READING PASSAGE:
You are viewing a plain text version of this content. The canonical link for it is here.
Posted to dev@parquet.apache.org by Micah Kornfield <em...@gmail.com> on 2023/07/17 04:16:00 UTC

Re: [DISCUSS] Time to release parquet format 2.10.0?

I'm sorry I've had less time to dedicate to this then I inspect.  Gang do
you have bandwidth to work on it?  I can help review.  Otherwise, will see
if I can make time this month.

On Sat, May 13, 2023 at 10:53 AM Xinli shang <sh...@uber.com.invalid>
wrote:

> Thank Gang for taking the lead on this! I agree we should have a new
> release. In addition to PARQUET-2261, there was also a discussion in Feb
> with PMCs for PARQUET-758. We may want to check for the plan with Antoine
> Pitrou <https://github.com/pitrou> if PARQUET-758 wants to be in also.
>
>
>
> On Sat, May 13, 2023 at 9:51 AM Micah Kornfield <em...@gmail.com>
> wrote:
>
> > >
> > >  BTW, I'd like to see the implementation from Micah to fully
> > > understand the use case. If he is too busy to do that, I can do it
> based
> > on
> > > my understanding.
> >
> >
> > I can allocate some time to try to make a PoC in C++ next month if we are
> > willing to wait until then.
> >
> > On Fri, May 12, 2023 at 5:04 AM Gang Wu <us...@gmail.com> wrote:
> >
> > > I think we can wait for a complete PoC implementation of PARQUET-2261
> > > before release. BTW, I'd like to see the implementation from Micah to
> > fully
> > > understand the use case. If he is too busy to do that, I can do it
> based
> > on
> > > my understanding.

Photo object pointing records:
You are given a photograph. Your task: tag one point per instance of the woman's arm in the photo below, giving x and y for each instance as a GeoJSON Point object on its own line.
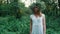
{"type": "Point", "coordinates": [30, 26]}
{"type": "Point", "coordinates": [44, 25]}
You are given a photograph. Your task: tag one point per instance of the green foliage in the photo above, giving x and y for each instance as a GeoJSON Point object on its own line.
{"type": "Point", "coordinates": [10, 25]}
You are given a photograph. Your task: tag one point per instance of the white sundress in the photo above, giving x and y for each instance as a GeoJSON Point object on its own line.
{"type": "Point", "coordinates": [37, 24]}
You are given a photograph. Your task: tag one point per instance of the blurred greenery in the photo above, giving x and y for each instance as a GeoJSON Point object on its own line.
{"type": "Point", "coordinates": [15, 17]}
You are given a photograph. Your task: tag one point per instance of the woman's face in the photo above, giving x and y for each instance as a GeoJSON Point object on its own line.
{"type": "Point", "coordinates": [36, 10]}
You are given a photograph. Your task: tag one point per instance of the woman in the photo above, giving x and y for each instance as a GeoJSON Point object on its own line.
{"type": "Point", "coordinates": [37, 22]}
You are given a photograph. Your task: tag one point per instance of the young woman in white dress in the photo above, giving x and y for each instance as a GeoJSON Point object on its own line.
{"type": "Point", "coordinates": [37, 22]}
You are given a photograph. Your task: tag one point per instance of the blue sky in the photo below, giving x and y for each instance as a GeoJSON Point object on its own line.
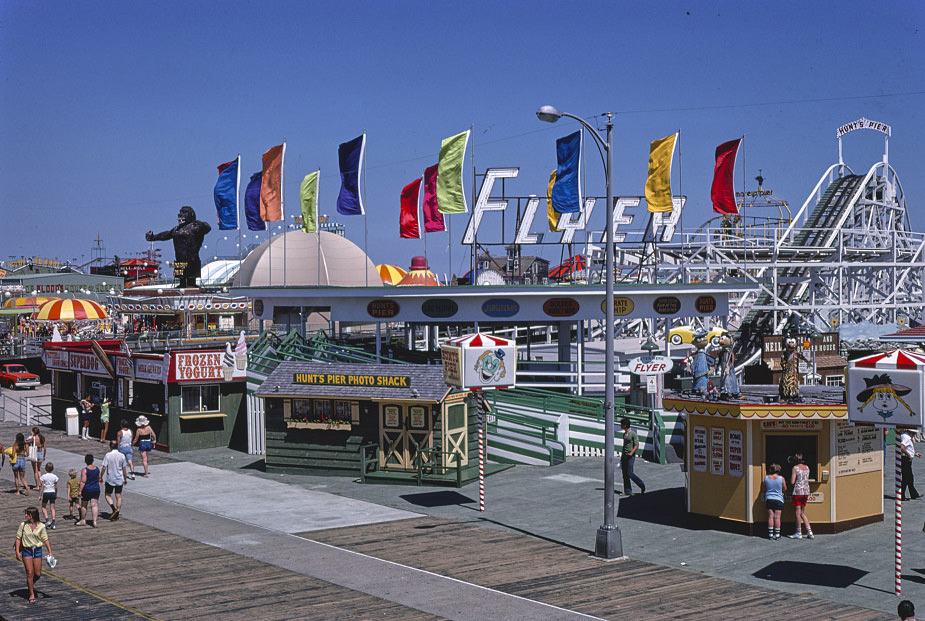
{"type": "Point", "coordinates": [114, 114]}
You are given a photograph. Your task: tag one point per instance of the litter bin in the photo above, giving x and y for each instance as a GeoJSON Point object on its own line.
{"type": "Point", "coordinates": [73, 423]}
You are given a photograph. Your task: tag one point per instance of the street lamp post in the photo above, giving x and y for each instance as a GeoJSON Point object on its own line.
{"type": "Point", "coordinates": [609, 543]}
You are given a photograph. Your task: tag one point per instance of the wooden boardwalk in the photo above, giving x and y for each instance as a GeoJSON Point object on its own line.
{"type": "Point", "coordinates": [127, 570]}
{"type": "Point", "coordinates": [562, 576]}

TO DO:
1. Summarize the release thread in three sentences.
2. In the release thread, which issue besides PARQUET-2261 does Xinli Shang say was discussed with PMCs in February?
3. Reproduce everything from "On Sat, May 13, 2023 at 10:53 AM" down to "be in also." in the release thread.

RESULTS:
1. Gang Wu suggested waiting for a complete proof-of-concept implementation of PARQUET-2261 before the release and wanted to see Micah Kornfield's implementation, and Micah offered to try a C++ proof of concept the following month. Xinli Shang thanked Gang for taking the lead, agreed a new release was needed, and noted a February discussion with PMCs about PARQUET-758 that might call for checking with Antoine Pitrou. In the latest message, Micah said he had less time than expected, asked whether Gang could work on it, and offered to review or otherwise try to make time that month.

2. PARQUET-758.

3.
On Sat, May 13, 2023 at 10:53 AM Xinli shang <sh...@uber.com.invalid>
wrote:

> Thank Gang for taking the lead on this! I agree we should have a new
> release. In addition to PARQUET-2261, there was also a discussion in Feb
> with PMCs for PARQUET-758. We may want to check for the plan with Antoine
> Pitrou <https://github.com/pitrou> if PARQUET-758 wants to be in also.